##### MATERIALS PROVIDED

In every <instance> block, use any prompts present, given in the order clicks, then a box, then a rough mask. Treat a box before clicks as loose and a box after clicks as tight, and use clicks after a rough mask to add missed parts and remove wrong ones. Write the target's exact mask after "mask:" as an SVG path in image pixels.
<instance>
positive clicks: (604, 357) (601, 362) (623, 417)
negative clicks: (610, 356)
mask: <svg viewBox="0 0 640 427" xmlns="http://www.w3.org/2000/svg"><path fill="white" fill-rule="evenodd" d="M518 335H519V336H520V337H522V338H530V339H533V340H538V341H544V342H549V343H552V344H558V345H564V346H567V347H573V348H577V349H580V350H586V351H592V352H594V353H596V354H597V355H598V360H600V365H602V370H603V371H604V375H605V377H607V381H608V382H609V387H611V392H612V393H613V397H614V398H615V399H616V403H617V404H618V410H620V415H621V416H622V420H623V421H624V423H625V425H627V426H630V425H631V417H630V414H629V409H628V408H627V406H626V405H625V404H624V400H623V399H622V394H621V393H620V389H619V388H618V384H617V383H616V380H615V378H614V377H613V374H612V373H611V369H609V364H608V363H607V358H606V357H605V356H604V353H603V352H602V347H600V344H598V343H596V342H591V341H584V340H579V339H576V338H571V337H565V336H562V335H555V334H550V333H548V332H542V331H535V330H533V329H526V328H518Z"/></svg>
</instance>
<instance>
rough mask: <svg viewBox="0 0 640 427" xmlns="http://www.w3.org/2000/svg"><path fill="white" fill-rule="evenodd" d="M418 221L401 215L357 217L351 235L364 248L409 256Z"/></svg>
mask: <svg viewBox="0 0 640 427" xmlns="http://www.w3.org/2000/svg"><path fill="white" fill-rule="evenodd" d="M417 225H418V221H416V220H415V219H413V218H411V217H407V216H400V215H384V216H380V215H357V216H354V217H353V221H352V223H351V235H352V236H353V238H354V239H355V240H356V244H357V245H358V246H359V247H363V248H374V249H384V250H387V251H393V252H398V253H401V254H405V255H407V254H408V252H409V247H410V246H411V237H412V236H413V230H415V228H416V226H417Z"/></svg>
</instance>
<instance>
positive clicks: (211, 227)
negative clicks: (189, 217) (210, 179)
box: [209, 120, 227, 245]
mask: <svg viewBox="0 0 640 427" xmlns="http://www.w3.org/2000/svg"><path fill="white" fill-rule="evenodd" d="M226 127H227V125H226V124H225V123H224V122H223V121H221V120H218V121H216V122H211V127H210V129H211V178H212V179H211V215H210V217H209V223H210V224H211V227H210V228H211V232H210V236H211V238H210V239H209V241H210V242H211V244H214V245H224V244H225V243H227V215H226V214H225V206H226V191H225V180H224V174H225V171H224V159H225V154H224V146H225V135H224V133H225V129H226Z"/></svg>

##########

• **WORK ITEM**: Go through the entries above and copy each line holding the string "positive".

• **FINISHED EXERCISE**:
positive clicks: (604, 357) (601, 362) (623, 417)
positive clicks: (211, 227)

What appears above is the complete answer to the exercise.